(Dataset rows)
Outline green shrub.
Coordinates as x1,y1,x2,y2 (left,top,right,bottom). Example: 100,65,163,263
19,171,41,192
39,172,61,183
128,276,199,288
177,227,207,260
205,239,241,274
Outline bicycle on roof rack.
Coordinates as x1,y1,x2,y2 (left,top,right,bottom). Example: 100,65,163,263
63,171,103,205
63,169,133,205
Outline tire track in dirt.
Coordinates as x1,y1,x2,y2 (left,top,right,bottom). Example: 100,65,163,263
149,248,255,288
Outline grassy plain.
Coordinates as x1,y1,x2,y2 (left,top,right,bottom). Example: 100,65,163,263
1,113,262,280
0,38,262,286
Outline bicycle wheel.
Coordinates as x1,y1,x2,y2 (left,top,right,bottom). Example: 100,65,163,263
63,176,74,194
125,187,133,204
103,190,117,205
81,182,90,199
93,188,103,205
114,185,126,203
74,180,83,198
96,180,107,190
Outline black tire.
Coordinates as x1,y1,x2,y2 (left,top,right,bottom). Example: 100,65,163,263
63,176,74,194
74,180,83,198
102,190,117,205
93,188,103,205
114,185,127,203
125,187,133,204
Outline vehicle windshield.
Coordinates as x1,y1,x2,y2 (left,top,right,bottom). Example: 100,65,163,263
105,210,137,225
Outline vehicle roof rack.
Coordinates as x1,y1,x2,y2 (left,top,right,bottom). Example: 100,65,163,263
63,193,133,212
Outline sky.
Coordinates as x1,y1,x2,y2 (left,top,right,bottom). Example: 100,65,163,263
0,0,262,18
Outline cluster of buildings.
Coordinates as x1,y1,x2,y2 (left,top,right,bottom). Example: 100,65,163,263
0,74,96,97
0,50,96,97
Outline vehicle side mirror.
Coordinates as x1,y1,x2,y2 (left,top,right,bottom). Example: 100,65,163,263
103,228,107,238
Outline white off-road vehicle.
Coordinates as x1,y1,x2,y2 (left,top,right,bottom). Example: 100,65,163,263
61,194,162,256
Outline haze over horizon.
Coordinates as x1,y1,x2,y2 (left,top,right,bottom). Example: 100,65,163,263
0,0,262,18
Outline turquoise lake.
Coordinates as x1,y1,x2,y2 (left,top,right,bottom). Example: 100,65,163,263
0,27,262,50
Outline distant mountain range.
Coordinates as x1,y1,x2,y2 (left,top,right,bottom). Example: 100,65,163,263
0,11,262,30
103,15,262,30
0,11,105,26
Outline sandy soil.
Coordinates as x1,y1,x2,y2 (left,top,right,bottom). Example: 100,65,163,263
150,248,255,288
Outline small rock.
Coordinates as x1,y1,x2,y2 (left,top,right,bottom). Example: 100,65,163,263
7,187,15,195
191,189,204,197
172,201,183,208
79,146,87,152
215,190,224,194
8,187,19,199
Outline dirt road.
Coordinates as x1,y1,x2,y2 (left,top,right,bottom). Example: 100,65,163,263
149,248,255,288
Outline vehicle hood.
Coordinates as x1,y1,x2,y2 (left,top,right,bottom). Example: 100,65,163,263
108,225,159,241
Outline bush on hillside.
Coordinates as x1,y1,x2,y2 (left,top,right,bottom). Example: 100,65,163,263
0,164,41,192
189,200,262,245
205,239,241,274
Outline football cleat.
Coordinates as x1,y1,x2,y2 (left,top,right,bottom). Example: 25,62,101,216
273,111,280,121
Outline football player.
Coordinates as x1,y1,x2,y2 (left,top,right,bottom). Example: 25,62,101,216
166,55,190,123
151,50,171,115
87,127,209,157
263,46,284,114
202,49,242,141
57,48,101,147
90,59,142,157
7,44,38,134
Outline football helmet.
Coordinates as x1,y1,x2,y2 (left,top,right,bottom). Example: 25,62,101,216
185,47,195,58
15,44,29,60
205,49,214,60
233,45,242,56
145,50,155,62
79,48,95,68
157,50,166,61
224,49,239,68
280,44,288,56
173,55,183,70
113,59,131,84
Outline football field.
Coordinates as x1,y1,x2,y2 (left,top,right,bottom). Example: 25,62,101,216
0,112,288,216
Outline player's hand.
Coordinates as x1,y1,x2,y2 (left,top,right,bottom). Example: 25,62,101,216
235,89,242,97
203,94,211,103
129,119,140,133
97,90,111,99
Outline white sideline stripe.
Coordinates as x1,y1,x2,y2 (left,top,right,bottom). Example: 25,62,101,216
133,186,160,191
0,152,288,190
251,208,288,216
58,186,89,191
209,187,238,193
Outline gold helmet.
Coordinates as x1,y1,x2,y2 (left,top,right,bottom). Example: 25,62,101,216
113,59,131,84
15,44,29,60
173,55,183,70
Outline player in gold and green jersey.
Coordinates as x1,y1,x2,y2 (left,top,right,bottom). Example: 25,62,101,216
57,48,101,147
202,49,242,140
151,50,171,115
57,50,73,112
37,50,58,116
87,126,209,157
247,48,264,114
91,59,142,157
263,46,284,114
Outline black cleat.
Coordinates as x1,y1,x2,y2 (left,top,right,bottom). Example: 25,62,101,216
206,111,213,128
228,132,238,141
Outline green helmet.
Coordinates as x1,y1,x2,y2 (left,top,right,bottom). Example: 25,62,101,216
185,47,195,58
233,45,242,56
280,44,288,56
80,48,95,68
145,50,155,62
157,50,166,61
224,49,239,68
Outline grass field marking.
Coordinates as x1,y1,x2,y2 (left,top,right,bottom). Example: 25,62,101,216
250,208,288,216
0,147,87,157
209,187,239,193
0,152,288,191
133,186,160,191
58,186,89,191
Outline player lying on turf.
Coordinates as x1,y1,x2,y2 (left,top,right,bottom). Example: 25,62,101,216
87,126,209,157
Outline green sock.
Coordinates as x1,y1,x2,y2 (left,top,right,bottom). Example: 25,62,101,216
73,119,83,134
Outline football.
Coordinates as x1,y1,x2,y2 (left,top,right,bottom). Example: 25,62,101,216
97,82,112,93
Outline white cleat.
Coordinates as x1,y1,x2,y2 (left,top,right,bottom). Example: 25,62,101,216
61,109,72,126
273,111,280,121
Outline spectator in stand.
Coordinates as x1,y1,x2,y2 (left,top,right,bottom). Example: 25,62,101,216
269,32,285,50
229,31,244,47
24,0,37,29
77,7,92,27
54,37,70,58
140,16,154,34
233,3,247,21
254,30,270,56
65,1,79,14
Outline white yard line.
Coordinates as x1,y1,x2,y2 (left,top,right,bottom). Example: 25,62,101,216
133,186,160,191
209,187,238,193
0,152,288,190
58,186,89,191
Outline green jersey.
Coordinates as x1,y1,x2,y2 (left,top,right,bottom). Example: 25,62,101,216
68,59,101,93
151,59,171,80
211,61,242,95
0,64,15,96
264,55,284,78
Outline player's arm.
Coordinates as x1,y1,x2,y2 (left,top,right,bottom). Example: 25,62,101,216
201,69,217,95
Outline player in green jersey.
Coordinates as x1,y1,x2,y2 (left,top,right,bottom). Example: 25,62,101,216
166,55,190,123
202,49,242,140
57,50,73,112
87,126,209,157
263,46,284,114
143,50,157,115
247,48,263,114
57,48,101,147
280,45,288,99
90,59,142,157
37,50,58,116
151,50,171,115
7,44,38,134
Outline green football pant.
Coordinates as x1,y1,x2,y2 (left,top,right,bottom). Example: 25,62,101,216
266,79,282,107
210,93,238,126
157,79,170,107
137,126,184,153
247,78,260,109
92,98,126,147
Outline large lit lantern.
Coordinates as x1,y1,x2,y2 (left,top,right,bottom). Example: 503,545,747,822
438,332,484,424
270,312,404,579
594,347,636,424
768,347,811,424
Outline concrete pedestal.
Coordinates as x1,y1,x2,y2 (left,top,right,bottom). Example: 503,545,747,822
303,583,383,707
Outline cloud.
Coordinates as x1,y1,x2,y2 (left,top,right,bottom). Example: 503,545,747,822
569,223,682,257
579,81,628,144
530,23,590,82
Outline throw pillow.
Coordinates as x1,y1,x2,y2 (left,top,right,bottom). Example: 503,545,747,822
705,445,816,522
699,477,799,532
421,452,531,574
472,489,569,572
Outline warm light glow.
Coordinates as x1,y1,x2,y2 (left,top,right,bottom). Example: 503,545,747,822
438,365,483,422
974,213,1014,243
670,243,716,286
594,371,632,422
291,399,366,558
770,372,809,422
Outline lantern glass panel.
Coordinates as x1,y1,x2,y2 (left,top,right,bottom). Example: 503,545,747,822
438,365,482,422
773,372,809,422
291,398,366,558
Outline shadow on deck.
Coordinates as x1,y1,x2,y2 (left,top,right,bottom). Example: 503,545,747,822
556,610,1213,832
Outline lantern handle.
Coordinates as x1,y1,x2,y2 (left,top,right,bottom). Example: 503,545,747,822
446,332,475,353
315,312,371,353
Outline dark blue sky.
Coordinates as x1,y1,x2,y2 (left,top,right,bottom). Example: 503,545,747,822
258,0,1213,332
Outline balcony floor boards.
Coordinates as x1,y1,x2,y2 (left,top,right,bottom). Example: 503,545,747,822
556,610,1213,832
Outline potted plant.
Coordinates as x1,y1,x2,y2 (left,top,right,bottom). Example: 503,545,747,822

**Task objective**
Rewrite the material starting at the line that contains "Outline dark blue sky." and ending at the end of the material, with "potted plant" replaced by "flowerpot". Leave everything else unchanged.

**The reply**
Outline dark blue sky.
Coordinates as x1,y1,x2,y2 (left,top,right,bottom). Example: 503,545,747,822
258,0,1213,332
Outline balcony floor boards.
Coordinates as x1,y1,x2,y2 (left,top,right,bottom). Example: 503,545,747,822
556,610,1213,832
Outline flowerpot.
Coordinates as x1,y1,x2,y2 (left,top,right,bottom). Example: 503,545,747,822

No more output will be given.